## What you will do:
Set out the lines of the listing from the one containing "shape [[1234, 664]]." through the one containing "Target: yellow jersey with green stripe" as a Markdown table with the columns Row and Line, leaving out any blank lines. Include no other lines.

## The input:

------------

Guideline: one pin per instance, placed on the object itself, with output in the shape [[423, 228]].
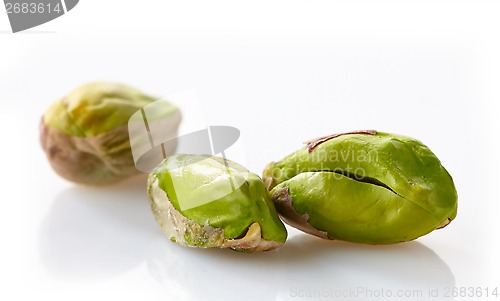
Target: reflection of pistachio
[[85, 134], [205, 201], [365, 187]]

------------

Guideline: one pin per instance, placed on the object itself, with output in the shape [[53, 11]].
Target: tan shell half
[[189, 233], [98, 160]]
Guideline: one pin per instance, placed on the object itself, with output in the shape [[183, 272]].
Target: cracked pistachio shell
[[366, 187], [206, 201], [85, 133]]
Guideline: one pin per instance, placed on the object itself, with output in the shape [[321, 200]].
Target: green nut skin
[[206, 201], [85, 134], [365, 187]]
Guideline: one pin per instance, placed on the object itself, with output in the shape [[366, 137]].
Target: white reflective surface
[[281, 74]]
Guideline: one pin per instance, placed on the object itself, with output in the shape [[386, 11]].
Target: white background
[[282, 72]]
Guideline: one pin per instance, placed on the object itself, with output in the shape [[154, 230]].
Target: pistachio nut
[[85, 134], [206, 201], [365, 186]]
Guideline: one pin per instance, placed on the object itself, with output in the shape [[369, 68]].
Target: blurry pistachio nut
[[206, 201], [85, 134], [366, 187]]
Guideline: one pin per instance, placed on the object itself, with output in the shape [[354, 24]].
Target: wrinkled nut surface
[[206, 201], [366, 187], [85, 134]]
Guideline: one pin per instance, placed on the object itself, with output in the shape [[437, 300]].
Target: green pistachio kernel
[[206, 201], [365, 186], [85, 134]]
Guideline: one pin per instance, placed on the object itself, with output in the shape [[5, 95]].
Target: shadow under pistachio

------------

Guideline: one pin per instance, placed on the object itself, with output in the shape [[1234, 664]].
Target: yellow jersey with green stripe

------------

## Solved problem:
| Row | Line |
|---|---|
| 1 | Guideline: one pin per instance, placed on the object itself, with output in the shape [[1234, 664]]. |
| 2 | Target: yellow jersey with green stripe |